Reproduce every record below verbatim, omitting the pictures.

* [Region annotation entries]:

——————

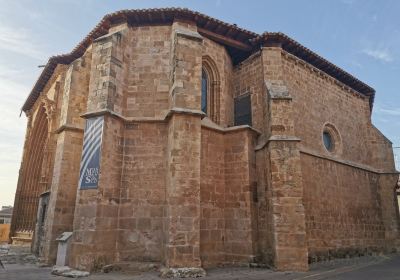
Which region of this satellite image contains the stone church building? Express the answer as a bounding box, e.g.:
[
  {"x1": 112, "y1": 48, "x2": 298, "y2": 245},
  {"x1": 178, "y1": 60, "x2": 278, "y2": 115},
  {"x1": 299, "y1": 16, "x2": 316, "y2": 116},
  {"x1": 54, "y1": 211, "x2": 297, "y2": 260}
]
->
[{"x1": 11, "y1": 8, "x2": 399, "y2": 271}]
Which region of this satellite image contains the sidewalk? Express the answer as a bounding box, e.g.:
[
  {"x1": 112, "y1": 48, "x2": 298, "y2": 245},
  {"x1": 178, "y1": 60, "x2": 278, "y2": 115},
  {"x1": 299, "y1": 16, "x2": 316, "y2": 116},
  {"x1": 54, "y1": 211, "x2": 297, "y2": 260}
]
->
[{"x1": 0, "y1": 244, "x2": 400, "y2": 280}]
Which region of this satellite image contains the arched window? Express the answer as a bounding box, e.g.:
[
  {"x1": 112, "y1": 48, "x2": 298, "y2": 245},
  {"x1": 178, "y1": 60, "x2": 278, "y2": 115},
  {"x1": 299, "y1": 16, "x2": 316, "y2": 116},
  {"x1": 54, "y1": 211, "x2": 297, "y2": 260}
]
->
[
  {"x1": 201, "y1": 55, "x2": 220, "y2": 124},
  {"x1": 201, "y1": 69, "x2": 209, "y2": 114}
]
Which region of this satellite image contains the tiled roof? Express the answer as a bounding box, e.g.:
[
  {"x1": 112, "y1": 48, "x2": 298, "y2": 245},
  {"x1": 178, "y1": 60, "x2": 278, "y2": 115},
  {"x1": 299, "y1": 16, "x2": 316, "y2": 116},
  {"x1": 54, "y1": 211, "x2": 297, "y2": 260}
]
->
[{"x1": 22, "y1": 8, "x2": 375, "y2": 111}]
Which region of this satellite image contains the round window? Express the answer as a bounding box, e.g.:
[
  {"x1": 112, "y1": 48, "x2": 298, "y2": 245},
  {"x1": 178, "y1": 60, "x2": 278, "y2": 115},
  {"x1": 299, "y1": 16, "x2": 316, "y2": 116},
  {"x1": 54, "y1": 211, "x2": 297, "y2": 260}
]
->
[{"x1": 322, "y1": 131, "x2": 333, "y2": 152}]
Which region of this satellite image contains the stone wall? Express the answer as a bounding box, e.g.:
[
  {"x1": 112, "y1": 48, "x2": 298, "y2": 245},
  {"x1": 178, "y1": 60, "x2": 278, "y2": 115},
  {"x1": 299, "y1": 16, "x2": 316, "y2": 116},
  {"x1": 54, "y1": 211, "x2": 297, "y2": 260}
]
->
[
  {"x1": 200, "y1": 128, "x2": 226, "y2": 267},
  {"x1": 301, "y1": 154, "x2": 398, "y2": 261},
  {"x1": 233, "y1": 53, "x2": 268, "y2": 133},
  {"x1": 117, "y1": 123, "x2": 167, "y2": 262}
]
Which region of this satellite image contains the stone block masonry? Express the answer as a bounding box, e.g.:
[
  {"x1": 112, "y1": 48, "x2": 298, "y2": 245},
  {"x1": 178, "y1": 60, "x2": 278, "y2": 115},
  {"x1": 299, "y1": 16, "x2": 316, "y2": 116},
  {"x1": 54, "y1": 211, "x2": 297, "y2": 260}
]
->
[{"x1": 11, "y1": 9, "x2": 399, "y2": 276}]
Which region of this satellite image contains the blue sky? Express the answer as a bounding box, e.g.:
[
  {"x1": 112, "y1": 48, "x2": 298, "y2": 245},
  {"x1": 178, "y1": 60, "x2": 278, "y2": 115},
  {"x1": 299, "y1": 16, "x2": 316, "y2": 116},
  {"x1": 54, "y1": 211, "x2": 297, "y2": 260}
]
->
[{"x1": 0, "y1": 0, "x2": 400, "y2": 205}]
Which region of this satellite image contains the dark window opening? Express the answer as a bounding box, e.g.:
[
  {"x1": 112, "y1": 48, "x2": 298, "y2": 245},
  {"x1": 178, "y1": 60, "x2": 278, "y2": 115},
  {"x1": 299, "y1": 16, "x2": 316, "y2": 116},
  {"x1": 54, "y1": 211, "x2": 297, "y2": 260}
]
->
[
  {"x1": 201, "y1": 70, "x2": 208, "y2": 113},
  {"x1": 323, "y1": 131, "x2": 333, "y2": 152},
  {"x1": 40, "y1": 204, "x2": 47, "y2": 224},
  {"x1": 234, "y1": 94, "x2": 252, "y2": 126}
]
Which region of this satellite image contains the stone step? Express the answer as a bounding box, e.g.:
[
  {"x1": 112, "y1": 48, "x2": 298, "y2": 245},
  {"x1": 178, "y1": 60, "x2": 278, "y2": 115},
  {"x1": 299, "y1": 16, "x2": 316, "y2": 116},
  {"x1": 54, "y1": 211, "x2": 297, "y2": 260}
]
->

——————

* [Output below]:
Which region of this satellite image contains the stone church building? Express the answer as a bounding box, e.g.:
[
  {"x1": 112, "y1": 48, "x2": 298, "y2": 245},
  {"x1": 178, "y1": 60, "x2": 278, "y2": 115},
  {"x1": 299, "y1": 16, "x2": 316, "y2": 116},
  {"x1": 54, "y1": 211, "x2": 297, "y2": 260}
]
->
[{"x1": 11, "y1": 8, "x2": 399, "y2": 271}]
Which region of this satellite image contains the sidewalk? Express the answer as a bounding box, e.g.:
[
  {"x1": 112, "y1": 48, "x2": 298, "y2": 245},
  {"x1": 178, "y1": 60, "x2": 278, "y2": 115},
  {"x1": 299, "y1": 16, "x2": 316, "y2": 116},
  {"x1": 54, "y1": 211, "x2": 297, "y2": 260}
]
->
[{"x1": 0, "y1": 244, "x2": 400, "y2": 280}]
Which region of this satellite image contains the arched window? Express the answer as a bounding box, e.g.:
[
  {"x1": 112, "y1": 48, "x2": 298, "y2": 245},
  {"x1": 178, "y1": 60, "x2": 278, "y2": 115},
  {"x1": 299, "y1": 16, "x2": 316, "y2": 116},
  {"x1": 54, "y1": 211, "x2": 297, "y2": 260}
]
->
[
  {"x1": 201, "y1": 55, "x2": 220, "y2": 124},
  {"x1": 201, "y1": 69, "x2": 209, "y2": 114}
]
Which region of this satellite image contains the tiled roof? Express the answer as a bounding box, e.g.:
[
  {"x1": 112, "y1": 48, "x2": 298, "y2": 245},
  {"x1": 178, "y1": 60, "x2": 278, "y2": 115},
  {"x1": 299, "y1": 16, "x2": 316, "y2": 116},
  {"x1": 54, "y1": 211, "x2": 297, "y2": 260}
]
->
[{"x1": 22, "y1": 8, "x2": 375, "y2": 111}]
Which region of this satellite image contains the round window? Express the answer as a bounding box, e.g.:
[
  {"x1": 112, "y1": 48, "x2": 298, "y2": 245},
  {"x1": 178, "y1": 60, "x2": 278, "y2": 115},
  {"x1": 299, "y1": 16, "x2": 316, "y2": 116},
  {"x1": 54, "y1": 211, "x2": 297, "y2": 260}
]
->
[{"x1": 322, "y1": 131, "x2": 333, "y2": 152}]
Which region of this satellite image contains the stone wall? Express the answer as a bounding box, e.g.:
[
  {"x1": 112, "y1": 48, "x2": 298, "y2": 245},
  {"x1": 178, "y1": 60, "x2": 278, "y2": 115},
  {"x1": 299, "y1": 16, "x2": 316, "y2": 116},
  {"x1": 54, "y1": 211, "x2": 297, "y2": 260}
]
->
[
  {"x1": 200, "y1": 128, "x2": 226, "y2": 267},
  {"x1": 301, "y1": 154, "x2": 398, "y2": 261},
  {"x1": 233, "y1": 53, "x2": 268, "y2": 133},
  {"x1": 117, "y1": 123, "x2": 167, "y2": 262}
]
Which region of this satellite image contains the stone block masonry? Express the answer as a bounding box, e.g.:
[
  {"x1": 112, "y1": 48, "x2": 298, "y2": 245},
  {"x1": 178, "y1": 60, "x2": 278, "y2": 115},
  {"x1": 299, "y1": 16, "x2": 316, "y2": 116},
  {"x1": 54, "y1": 211, "x2": 297, "y2": 260}
]
->
[{"x1": 11, "y1": 9, "x2": 399, "y2": 276}]
Which region of this satellite image contains the blue sky? Express the answer as a bounding box, e.g.:
[
  {"x1": 112, "y1": 48, "x2": 298, "y2": 245},
  {"x1": 178, "y1": 60, "x2": 278, "y2": 115},
  {"x1": 299, "y1": 16, "x2": 316, "y2": 116},
  {"x1": 54, "y1": 211, "x2": 297, "y2": 260}
]
->
[{"x1": 0, "y1": 0, "x2": 400, "y2": 205}]
Which region of this satellite image contains the dark window opening? Express the answer as a bounding box, e.g.:
[
  {"x1": 112, "y1": 48, "x2": 298, "y2": 245},
  {"x1": 178, "y1": 60, "x2": 278, "y2": 115},
  {"x1": 299, "y1": 16, "x2": 316, "y2": 116},
  {"x1": 54, "y1": 211, "x2": 297, "y2": 260}
]
->
[
  {"x1": 201, "y1": 70, "x2": 208, "y2": 113},
  {"x1": 323, "y1": 131, "x2": 333, "y2": 152},
  {"x1": 40, "y1": 204, "x2": 47, "y2": 224},
  {"x1": 234, "y1": 94, "x2": 252, "y2": 126}
]
Which region of this satellite image contains the stone step? Express the answer as a bounding box, e.g.:
[
  {"x1": 112, "y1": 48, "x2": 298, "y2": 245},
  {"x1": 178, "y1": 60, "x2": 278, "y2": 115},
  {"x1": 299, "y1": 16, "x2": 316, "y2": 116},
  {"x1": 54, "y1": 211, "x2": 297, "y2": 260}
]
->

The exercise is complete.